═════ Document section

Let’s talk.
Conversation, dialogue, and in general, communication are essential in a relationship. There must be a connection…somehow, somewhere.
God desires an intimate relationship with us, and as the previous video explained, He greatly values us having good relationships with each other.
So what are the keys to a successful relationship? The critical ingredient is trust. What good is communication if what is said is untrue? This is why truth is so prevalent in having a successful life journey. We follow the personification–the real Truth in Jesus Christ. We put on the armor of truth to guard us against the Father of lies, Satan. We seek to be wise (which combines truth and love) in all that we do. When you think about it, the most useless person on the planet is a pathological liar. You cannot have a relationship without truth, because without truth, there can be no trust.
In good relationships there is a healthy exchange of ideas. You could write books regarding the best practices on this, but this is a blog so we’ll focus on the highlights–in particular, two points.
First, as we’ve just discussed two blogs ago, we are to do everything in love. Therefore, in our communication we are to speak the truth in love. Ironically, there is both a beautiful fragileness–a vulnerability yet it provides incredible strength to a relationship when you are fully transparent and sincere in speaking with another. When you are speaking in love, your motive is to desire the best for another–you have their best interests in mind. If there exists this trust and mutual understanding, then the level of intimacy the two of you can share has virtually no limits.
Second, as Ephesians 5:21 describes that out of reverence for Christ, we are to submit to one another. We’ve often heard that God gave us two ears and one mouth so that we should listen twice as much as we speak. In our communication, we should submit and seek first to understand the other—their position, their view, their emotions and concerns…then express your view for them to understand you. In the book of James (v. 1:19), the Lord’s half-brother advises that “…Everyone should be quick to listen, slow to speak, and slow to become angry…”. As our last video mentioned, when we get angry, we give the Devil a beachhead in our relationship…and that is never a good thing.
Being a good listener is not natural. It takes practice. In most cases, when another is speaking, you are mentally thinking about your response as opposed to seeking to fully understand what they are saying. This is ineffective at best. By giving your full undivided attention, you honor the other person, affirm their position, and you strengthen your relationship. Then you can provide your perspective.
Effective salespeople know this. Most sales personnel drone on endlessly talking about themselves and then talk about their product or service. The second part they get right in that they have rehearsed their pitch about what they are selling into a concise dialogue about features and benefits. Better salesmen seek to get the potential customer talking about their needs and desires. Then they can respond with how their product can help them.

══════════

Your instructions:
Carry the blog post on communication in relationships forward from its last paragraph, the one about salespeople. The entries that follow come from a separate source and have no connection to the blog post.

═════ Entries provided

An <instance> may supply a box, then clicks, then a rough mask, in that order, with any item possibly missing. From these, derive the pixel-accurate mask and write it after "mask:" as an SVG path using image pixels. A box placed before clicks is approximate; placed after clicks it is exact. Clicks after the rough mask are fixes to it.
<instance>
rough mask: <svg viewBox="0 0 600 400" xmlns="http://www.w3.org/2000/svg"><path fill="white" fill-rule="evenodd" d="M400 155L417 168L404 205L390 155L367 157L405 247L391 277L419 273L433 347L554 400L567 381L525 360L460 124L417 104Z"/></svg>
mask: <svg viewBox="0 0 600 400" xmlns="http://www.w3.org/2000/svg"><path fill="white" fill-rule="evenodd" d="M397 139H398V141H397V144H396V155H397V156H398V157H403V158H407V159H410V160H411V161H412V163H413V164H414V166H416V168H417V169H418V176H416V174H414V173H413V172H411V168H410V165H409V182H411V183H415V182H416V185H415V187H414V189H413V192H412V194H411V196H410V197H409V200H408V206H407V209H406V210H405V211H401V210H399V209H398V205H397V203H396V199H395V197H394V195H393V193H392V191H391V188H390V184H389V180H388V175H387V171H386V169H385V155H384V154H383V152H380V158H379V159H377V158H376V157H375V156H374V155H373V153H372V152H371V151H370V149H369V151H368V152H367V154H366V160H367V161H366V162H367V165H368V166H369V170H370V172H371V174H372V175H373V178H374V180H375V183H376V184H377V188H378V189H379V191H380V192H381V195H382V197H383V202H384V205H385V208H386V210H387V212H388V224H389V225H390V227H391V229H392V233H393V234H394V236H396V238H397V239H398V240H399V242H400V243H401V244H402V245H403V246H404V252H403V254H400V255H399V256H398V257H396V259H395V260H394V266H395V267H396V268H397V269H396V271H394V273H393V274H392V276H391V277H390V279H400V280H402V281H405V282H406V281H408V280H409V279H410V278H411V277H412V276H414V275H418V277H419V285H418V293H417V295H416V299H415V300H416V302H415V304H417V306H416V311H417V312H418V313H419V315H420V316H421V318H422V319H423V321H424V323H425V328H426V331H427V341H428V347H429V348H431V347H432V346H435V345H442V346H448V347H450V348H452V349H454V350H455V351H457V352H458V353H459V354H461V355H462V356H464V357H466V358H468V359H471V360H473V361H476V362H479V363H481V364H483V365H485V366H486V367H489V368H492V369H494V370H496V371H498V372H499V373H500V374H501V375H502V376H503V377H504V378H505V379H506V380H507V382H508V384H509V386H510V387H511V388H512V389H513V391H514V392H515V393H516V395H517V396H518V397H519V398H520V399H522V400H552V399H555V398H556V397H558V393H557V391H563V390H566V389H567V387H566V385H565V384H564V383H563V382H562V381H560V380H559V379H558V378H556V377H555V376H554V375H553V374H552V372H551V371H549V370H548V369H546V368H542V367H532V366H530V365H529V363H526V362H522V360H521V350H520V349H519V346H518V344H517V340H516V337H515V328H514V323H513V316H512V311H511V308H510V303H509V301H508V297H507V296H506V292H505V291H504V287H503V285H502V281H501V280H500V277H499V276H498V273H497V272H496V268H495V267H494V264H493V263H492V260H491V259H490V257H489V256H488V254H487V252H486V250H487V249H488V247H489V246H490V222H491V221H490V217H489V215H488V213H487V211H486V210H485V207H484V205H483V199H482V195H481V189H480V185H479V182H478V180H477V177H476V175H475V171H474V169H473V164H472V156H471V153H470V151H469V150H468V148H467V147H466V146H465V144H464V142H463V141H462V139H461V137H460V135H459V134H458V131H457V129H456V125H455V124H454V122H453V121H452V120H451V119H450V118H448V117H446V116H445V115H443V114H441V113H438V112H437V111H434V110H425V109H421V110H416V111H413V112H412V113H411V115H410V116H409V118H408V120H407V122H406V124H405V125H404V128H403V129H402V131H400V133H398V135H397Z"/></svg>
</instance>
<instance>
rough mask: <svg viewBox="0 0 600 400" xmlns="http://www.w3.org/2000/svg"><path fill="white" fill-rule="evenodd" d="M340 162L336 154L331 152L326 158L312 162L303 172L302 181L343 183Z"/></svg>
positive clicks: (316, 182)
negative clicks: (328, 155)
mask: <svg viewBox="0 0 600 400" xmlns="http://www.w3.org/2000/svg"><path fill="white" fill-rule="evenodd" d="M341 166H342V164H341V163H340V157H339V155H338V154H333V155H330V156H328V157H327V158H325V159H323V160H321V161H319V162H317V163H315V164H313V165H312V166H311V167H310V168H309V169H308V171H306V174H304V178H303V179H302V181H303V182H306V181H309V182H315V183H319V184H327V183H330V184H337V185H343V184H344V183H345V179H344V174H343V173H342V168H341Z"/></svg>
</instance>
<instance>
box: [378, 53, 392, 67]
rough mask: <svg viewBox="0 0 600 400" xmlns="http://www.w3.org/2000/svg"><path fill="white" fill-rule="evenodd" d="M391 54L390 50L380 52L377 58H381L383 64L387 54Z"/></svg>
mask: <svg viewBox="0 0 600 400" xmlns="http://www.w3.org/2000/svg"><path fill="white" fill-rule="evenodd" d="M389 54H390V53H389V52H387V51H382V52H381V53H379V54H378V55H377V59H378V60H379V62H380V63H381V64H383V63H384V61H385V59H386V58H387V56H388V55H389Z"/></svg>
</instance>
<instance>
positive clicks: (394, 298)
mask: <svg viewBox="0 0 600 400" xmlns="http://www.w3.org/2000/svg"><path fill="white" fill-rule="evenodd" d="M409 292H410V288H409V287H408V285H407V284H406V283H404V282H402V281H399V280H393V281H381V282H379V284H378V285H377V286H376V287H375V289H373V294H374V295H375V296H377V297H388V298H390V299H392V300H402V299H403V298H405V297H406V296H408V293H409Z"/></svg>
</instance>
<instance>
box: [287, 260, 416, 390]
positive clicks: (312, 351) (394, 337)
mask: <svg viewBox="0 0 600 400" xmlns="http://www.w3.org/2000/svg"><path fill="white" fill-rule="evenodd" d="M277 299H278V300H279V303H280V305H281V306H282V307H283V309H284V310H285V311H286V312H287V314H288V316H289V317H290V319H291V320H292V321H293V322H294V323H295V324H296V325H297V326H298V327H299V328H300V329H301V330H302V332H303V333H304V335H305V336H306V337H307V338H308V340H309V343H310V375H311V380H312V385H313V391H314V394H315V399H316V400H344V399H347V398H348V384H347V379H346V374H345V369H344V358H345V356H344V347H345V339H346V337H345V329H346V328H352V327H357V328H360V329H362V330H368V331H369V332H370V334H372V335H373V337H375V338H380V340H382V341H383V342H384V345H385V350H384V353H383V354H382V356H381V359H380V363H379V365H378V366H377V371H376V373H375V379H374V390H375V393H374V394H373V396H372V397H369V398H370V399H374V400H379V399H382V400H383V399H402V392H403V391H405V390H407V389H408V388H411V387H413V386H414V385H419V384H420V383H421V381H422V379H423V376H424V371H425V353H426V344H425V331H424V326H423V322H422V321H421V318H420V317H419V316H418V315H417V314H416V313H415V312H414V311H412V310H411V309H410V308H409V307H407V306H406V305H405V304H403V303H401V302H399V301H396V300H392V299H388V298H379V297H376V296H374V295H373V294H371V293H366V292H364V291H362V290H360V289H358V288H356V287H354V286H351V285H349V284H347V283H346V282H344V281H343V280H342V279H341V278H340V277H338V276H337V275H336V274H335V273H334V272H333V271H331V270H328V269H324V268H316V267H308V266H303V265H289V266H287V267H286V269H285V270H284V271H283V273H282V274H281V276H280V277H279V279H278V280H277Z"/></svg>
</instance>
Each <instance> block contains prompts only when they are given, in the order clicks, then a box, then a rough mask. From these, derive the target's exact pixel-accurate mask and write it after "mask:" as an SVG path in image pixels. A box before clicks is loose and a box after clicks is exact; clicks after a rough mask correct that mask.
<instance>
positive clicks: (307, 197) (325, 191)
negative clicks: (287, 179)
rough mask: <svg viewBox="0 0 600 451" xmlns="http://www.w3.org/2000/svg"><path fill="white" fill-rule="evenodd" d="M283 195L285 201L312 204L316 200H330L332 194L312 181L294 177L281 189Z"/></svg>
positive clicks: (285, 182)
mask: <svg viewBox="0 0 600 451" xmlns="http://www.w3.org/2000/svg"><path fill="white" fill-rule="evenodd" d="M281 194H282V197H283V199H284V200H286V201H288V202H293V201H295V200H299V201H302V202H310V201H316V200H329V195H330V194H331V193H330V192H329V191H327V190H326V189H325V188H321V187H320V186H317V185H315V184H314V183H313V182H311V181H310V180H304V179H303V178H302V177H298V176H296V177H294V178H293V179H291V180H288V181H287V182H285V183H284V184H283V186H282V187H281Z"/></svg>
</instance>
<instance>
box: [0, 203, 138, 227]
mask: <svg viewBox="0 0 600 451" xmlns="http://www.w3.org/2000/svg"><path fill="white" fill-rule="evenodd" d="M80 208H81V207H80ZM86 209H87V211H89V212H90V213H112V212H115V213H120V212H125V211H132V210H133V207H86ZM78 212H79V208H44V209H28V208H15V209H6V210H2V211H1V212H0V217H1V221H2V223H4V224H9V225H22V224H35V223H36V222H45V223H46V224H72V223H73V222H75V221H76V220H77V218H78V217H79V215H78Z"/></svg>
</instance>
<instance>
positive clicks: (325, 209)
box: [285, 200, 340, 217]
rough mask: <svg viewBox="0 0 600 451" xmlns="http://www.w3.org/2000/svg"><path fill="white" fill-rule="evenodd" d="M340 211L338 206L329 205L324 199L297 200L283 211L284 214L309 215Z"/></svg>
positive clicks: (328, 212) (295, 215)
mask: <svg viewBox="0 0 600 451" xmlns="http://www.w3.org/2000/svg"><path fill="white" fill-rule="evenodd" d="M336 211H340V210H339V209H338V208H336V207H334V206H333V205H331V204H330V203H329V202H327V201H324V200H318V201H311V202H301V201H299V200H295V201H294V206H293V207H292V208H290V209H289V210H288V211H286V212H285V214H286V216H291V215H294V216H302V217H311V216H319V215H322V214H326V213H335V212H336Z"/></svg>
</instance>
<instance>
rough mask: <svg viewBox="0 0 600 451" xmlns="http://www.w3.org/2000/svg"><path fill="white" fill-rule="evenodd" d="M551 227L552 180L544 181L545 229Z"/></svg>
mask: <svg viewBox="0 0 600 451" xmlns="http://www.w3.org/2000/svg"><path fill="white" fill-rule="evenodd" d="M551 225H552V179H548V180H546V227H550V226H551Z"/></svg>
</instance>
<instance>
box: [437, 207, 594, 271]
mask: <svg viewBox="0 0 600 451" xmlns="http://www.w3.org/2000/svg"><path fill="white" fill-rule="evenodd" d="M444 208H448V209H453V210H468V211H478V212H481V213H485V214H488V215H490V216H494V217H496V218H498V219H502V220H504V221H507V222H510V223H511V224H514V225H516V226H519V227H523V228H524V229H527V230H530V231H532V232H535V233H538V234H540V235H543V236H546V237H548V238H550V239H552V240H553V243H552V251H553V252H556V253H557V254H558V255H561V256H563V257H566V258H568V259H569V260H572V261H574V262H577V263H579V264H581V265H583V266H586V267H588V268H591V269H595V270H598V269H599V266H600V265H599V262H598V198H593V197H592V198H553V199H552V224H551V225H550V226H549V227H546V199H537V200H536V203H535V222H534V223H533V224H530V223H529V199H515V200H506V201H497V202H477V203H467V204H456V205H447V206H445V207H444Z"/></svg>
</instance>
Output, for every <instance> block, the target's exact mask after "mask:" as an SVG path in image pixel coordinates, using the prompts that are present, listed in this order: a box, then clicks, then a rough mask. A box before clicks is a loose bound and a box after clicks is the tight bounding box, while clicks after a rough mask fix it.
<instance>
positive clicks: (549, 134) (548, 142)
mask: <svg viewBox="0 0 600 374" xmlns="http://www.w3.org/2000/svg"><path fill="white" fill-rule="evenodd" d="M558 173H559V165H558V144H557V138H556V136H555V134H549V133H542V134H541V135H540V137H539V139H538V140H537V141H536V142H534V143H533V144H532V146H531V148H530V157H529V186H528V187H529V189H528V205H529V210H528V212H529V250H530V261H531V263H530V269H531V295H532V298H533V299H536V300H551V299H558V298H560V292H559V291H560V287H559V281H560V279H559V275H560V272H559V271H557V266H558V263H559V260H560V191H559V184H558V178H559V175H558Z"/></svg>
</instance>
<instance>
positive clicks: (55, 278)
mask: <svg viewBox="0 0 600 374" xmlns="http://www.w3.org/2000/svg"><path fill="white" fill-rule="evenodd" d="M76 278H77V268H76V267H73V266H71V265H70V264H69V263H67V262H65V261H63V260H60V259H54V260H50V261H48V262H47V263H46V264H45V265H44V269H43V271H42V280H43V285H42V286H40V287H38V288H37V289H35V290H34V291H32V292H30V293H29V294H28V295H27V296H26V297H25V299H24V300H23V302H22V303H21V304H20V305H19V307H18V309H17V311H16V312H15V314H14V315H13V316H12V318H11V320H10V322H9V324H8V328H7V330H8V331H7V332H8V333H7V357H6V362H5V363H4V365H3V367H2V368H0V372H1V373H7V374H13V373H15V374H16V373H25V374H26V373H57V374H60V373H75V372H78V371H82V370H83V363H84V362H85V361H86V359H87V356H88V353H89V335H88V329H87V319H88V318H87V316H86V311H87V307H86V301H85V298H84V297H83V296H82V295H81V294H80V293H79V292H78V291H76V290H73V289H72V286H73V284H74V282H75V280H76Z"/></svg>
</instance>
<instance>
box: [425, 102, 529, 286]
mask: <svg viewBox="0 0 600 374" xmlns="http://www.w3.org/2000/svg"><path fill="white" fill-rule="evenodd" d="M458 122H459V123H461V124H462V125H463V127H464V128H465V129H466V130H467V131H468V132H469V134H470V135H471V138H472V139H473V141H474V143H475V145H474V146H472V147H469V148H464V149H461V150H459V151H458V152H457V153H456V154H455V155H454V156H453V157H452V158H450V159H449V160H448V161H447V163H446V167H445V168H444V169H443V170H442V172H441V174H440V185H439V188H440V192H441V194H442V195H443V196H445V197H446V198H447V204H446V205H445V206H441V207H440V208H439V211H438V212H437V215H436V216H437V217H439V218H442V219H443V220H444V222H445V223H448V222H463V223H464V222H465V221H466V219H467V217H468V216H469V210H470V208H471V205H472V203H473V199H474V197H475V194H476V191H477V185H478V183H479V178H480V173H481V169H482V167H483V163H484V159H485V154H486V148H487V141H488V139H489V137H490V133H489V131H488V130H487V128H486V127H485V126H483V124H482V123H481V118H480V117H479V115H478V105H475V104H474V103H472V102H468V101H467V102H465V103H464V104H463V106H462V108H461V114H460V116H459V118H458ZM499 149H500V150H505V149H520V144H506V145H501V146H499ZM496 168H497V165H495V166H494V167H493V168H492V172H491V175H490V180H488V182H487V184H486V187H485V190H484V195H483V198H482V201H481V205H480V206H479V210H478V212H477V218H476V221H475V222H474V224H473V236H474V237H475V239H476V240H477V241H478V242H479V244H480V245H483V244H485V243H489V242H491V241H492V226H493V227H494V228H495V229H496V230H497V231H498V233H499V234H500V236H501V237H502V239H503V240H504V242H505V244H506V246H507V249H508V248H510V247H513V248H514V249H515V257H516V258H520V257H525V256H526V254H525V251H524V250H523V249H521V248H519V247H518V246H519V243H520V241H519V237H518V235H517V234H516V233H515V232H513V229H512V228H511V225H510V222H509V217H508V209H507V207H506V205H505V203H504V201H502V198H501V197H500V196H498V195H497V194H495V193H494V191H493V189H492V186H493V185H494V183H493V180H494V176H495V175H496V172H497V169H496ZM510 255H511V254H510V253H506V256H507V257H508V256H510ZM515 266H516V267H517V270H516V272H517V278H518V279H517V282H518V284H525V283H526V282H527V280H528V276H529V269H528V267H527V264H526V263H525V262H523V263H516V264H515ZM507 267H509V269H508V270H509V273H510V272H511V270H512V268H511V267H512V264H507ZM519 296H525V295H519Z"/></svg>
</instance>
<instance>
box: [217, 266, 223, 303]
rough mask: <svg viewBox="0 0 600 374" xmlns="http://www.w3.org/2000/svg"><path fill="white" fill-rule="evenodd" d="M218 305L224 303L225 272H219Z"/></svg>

══════════

Response:
In life, we are all salespeople. We share our thoughts and ideas to enlighten, entertain, or influence others.
Our purpose is to glorify God, and our mission is to tell others about His wonderful saving grace–to go into all the world and preach the gospel to all creation! (Mark 16:15). Both apostles Peter and Paul remind us that we should know how to answer everyone and always be prepared (rehearse your pitch) to give an answer as to why we believe what we believe (1 Peter 3:15 & Col 4:6). There’s a method to it, however. Peter says to do so with gentleness and respect and Paul says to be full of grace, seasoned with salt. Again, the theme is speak the truth in love
We have the greatest message to share! We have the cure for the spiritual cancer that affects every human! We need to be effective in our communication–we need to speak the truth in love, by listening first in order to connect and empathize. It’s rarely productive to lead off thoroughly soaking someone with a firehose discharge of the Gospel message. It’s not about proving you are right–we know Christ is the Way, the Truth, and the Life. It’s about being successful–it’s meeting others where they are in their journey in life, seeking first to understand them, developing a connection of trust, and building a relationship. That’s what love does.
Paul elaborated on this concept stating that to the Jew, I became a Jew…to the weak, I became weak. I have become all things to all people so that by all possible means I might save some. I do all this for the sake of the gospel, that I may share in its blessings ( 1 Cor 9:21-23). We meet them on their turf. We seek first to understand, then seek to be understood by sharing the Gospel–speaking God’s Truth in love.
In our Life Journey analogy, this is where we share with others about our journey. It is our “P” of PROCLAMATION. So, who are you gonna tell? It’s the greatest story ever told! It leads to eternal life! Be prepared (rehearse your pitch), listen first, and then be lovingly bold in your proclamation of faith! Someone’s eternal life may depend on it.